> **DATASET ENTRIES**
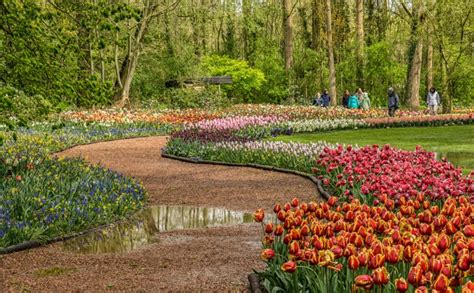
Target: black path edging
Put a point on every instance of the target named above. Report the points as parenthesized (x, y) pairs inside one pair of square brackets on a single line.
[(324, 194), (33, 244), (254, 283), (253, 278)]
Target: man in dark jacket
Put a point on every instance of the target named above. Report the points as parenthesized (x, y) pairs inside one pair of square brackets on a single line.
[(326, 98), (393, 101)]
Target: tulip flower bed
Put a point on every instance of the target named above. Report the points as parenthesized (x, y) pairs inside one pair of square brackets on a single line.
[(408, 121), (351, 247), (295, 156), (372, 173)]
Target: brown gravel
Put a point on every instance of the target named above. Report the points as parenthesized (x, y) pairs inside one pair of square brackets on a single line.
[(207, 259)]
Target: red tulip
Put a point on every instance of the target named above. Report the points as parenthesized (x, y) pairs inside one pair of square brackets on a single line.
[(401, 285), (278, 230), (468, 287), (267, 254), (414, 275), (380, 276), (289, 267), (464, 262), (294, 248), (269, 228)]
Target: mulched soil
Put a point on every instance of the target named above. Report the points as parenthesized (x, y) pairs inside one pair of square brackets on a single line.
[(206, 259)]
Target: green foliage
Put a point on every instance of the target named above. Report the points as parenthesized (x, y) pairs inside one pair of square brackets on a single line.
[(246, 80), (383, 71), (194, 97), (17, 108)]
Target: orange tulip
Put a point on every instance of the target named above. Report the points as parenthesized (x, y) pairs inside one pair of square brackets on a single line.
[(364, 281), (289, 267), (278, 230), (469, 230), (401, 285), (393, 255)]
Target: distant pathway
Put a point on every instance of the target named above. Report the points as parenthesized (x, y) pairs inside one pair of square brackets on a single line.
[(216, 259)]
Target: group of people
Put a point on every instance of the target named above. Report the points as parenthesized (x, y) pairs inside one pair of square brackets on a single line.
[(360, 100)]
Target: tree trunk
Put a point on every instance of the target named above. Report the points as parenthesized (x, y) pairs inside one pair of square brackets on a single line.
[(429, 63), (360, 42), (127, 71), (413, 88), (287, 34), (446, 97), (332, 69)]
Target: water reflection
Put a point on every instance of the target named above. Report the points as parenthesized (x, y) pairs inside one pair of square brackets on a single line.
[(464, 160), (131, 235)]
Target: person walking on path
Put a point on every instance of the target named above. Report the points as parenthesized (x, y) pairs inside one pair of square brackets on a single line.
[(353, 102), (317, 101), (393, 101), (345, 98), (365, 101), (326, 98), (433, 101)]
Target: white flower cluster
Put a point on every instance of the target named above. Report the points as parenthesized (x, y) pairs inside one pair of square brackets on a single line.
[(290, 148), (322, 125)]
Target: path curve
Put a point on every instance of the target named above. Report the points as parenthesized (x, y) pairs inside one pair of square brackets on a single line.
[(207, 259)]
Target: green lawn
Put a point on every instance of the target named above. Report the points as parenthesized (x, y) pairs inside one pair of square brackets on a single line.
[(454, 142)]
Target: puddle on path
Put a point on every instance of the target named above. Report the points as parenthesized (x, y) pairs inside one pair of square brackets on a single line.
[(141, 231), (459, 159)]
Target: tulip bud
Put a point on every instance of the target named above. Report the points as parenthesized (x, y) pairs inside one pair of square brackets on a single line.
[(278, 230), (259, 215), (289, 267), (267, 254), (441, 283), (269, 228), (401, 285)]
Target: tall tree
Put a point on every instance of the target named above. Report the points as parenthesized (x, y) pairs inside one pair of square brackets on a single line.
[(287, 34), (330, 47), (360, 68), (415, 53)]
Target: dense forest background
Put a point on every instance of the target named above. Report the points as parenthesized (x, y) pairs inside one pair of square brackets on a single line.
[(57, 54)]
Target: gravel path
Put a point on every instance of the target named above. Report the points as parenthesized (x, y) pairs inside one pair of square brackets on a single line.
[(207, 259)]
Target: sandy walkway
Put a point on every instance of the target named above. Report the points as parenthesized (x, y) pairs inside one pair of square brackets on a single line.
[(208, 259)]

> **WHAT YOU ARE ASKED TO DO**
Return a word-for-word copy of the lines above from the one holding "Target: red tulip" through the one holding "Target: mulched soil", with both of them included and nothing besides.

> **WRITTEN SOLUTION**
Target: red tulip
Put a point on every instance of the target named above. Report the points as parenthesized (x, y) pairs inside one pair of square brackets on a single line.
[(401, 285), (278, 230), (468, 287), (267, 254), (414, 275), (380, 276), (289, 267), (464, 262), (294, 248), (269, 228)]
Target: mulched soil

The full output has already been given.